L'idée de départ, c'était de ne pas ancrer l'histoire dans un lieu spécifique. Le récit se déroule dans une grande ville française. Laquelle ? Peu importe. Je ne voulais embarquer le lecteur dans des détails géographiques pouvant perturber le rythme de l'histoire. Elle est censée l'amener à faire son propre cheminement et dans ce parcours, situer précisément le récit n'a aucun intérêt. Les différentes scènes de l'album se déroulent donc dans des lieux qui n'existent pas pour certains et qui nous ont été inspirés par des endroits que nous connaissons pour d'autres. La scène finale, notamment, a lieu sur une place que je connais bien pour l'avoir longuement fréquentée...

Comment avez-vous organisé votre travail à quatre mains sur l’album ? Du synopsis à la planche finalisée, quelles furent les grandes étapes de la réalisation de l’album ?
Après le synopsis, mon travail a consisté à écrire l'histoire, scène par scène. Chacune d'elle contenait de 2 à 5 planches et était décrite case par case, organisée selon un premier découpage. Pour chacune des scènes, je faisais parvenir un document complet à David qui s'en imprégnait, avant qu'on se rencontre pour élaborer ensemble un storyboard. C'est à ce stade qu'étaient intégrées les modifications proposées par David, au niveau du découpage notamment. Puis il préparait ses crayonnés (parfois poussés) avant de passer à l'encrage. Enfin, les planches numérisées partaient chez Amélie Lefèvre, qui s'est chargée de la couleur.

Work in Progress, planche 33
Puzzler, scénario de la planche 33 © Fabrice Linck Puzzler, crayonné de la planche 33 © David Soyeur / Fabrice Linck
Puzzler, encrage de la planche 33 © David Soyeur / Fabrice Linck Puzzler, colorisation de la planche 33 © David Soyeur / Fabrice Linck


Quel personnage as-tu pris le plus de plaisir à mettre en scène ?
Charlie et Clara qui, dans Puzzler, forment un duo un peu improbable. Le premier est un escroc, une grande gueule au propre comme au figuré. La seconde est une jeune femme déterminée et chambreuse... Ils ne sont pas les personnages les plus importants de l'histoire, mais je les aime beaucoup.

Puzzler, Work in Progress © David Soyeur / Fabrice LinckBaptiste Peyrac, alias Puzzler, est un cambrioleur de haut vol habité par des valeurs humanistes peu communes… Comment as-tu créé ce personnage haut en couleur et particulièrement attachant ?

● Relevé:
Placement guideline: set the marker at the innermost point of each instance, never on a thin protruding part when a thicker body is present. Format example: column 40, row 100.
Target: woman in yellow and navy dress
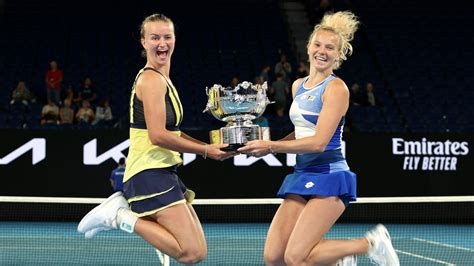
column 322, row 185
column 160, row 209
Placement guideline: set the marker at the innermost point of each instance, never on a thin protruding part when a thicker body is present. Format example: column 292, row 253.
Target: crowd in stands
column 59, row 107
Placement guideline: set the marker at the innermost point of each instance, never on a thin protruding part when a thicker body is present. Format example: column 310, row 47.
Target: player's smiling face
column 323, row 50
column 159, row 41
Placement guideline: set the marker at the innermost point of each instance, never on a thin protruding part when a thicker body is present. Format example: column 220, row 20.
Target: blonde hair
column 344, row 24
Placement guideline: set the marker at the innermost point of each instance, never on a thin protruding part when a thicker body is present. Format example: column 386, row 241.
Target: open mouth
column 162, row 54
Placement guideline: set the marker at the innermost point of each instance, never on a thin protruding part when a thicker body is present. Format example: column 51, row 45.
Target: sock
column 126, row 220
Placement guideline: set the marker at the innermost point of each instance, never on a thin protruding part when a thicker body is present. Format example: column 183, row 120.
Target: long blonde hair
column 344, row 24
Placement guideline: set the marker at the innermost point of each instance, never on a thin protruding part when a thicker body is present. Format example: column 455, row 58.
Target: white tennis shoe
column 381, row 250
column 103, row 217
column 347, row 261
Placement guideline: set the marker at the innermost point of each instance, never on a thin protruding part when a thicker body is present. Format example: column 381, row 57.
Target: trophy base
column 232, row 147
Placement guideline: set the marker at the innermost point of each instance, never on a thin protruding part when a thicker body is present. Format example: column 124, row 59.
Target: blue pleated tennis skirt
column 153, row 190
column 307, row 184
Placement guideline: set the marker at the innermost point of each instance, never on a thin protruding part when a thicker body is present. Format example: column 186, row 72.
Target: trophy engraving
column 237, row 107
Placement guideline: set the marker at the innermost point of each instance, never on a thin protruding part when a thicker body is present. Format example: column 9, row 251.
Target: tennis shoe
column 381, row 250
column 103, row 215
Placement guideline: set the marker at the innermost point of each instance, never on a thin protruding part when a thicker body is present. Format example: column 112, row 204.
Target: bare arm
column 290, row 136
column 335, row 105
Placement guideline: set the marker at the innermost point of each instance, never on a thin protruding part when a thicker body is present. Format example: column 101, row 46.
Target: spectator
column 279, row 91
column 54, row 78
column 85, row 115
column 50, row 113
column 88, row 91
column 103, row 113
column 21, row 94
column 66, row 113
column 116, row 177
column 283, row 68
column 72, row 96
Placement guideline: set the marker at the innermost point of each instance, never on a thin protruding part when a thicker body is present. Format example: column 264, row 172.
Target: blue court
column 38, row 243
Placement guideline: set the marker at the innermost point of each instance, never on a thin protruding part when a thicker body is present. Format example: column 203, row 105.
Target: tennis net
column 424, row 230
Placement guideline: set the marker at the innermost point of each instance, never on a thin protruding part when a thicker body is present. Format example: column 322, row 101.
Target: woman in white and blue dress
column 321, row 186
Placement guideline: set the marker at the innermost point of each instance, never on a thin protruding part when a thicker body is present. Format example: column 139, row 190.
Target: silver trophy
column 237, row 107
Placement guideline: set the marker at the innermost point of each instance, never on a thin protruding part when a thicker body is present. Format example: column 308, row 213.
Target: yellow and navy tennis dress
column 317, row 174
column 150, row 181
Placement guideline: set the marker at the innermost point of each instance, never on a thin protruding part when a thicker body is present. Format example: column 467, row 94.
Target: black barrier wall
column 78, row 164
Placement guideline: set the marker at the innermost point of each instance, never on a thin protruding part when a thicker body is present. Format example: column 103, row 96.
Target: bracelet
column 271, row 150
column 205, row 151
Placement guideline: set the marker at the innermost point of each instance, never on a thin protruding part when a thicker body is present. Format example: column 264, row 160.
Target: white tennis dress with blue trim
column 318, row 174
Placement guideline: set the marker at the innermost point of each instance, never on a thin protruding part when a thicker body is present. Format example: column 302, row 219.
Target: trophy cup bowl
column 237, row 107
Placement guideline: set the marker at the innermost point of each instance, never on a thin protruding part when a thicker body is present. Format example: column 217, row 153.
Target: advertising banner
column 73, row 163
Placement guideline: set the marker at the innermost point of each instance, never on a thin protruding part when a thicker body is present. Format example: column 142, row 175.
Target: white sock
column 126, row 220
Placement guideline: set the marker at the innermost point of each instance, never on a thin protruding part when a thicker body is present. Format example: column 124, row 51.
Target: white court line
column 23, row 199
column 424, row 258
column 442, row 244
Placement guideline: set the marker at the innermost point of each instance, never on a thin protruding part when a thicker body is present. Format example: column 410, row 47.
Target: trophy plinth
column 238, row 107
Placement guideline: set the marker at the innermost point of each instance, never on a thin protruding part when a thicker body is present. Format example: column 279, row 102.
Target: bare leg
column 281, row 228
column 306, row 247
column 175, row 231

--

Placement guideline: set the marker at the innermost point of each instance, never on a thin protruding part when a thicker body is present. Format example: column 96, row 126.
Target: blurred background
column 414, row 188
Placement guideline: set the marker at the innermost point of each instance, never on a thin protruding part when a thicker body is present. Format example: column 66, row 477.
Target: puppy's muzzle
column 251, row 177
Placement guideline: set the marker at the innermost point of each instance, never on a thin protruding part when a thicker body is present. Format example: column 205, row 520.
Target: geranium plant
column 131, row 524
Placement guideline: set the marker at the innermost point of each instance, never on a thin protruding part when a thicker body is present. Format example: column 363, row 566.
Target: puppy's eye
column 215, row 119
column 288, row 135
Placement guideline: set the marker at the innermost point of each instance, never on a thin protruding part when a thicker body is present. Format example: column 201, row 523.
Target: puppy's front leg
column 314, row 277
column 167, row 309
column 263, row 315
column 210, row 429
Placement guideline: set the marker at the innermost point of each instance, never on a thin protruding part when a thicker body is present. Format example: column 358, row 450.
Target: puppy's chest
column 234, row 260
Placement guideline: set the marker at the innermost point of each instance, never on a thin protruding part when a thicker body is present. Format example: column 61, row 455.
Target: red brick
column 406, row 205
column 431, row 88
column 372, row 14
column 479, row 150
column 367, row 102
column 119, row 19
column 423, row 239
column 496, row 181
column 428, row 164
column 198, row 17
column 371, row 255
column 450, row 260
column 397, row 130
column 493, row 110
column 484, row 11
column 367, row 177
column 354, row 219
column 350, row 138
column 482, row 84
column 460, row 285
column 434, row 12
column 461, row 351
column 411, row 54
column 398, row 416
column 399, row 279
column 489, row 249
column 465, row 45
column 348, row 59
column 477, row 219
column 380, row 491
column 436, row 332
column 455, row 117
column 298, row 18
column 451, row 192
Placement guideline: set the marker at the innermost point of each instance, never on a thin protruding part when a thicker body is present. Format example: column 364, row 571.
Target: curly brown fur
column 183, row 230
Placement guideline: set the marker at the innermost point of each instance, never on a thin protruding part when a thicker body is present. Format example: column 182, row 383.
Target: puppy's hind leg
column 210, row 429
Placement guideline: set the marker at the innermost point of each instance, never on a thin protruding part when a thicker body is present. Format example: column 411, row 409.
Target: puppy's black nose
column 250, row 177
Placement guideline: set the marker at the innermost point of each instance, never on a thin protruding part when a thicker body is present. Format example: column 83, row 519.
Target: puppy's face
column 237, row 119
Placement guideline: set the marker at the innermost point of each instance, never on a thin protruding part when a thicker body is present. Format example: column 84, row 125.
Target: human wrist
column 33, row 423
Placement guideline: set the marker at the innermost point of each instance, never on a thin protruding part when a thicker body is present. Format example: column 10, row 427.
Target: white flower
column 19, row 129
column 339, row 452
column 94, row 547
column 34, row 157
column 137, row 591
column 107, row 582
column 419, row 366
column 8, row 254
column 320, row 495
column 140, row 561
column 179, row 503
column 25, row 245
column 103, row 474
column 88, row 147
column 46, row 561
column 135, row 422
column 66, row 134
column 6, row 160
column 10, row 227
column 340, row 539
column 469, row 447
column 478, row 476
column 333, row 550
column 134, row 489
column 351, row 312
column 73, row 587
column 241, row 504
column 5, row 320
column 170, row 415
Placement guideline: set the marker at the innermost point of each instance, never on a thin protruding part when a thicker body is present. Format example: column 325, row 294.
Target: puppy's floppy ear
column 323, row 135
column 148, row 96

==

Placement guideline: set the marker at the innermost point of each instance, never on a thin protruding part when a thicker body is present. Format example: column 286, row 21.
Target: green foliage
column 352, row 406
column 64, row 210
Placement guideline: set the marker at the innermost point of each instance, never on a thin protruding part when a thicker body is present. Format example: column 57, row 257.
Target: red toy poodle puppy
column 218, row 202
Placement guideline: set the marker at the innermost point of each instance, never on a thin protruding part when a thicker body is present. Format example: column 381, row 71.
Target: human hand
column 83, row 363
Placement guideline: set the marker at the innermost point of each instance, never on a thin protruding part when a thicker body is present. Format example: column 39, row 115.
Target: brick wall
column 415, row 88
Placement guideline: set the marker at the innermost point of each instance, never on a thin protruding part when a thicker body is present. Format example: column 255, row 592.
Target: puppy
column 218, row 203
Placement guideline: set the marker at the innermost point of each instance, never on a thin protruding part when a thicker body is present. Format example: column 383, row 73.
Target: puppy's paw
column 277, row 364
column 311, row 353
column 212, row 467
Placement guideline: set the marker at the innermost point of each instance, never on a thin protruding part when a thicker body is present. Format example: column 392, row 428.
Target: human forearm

● Le problème: D'après le texte extrait, qui s'est chargé de la couleur des planches de l'album Puzzler ? Les lignes forment un matériau indépendant du texte extrait.

● Réponse: Amélie Lefèvre s'est chargée de la couleur.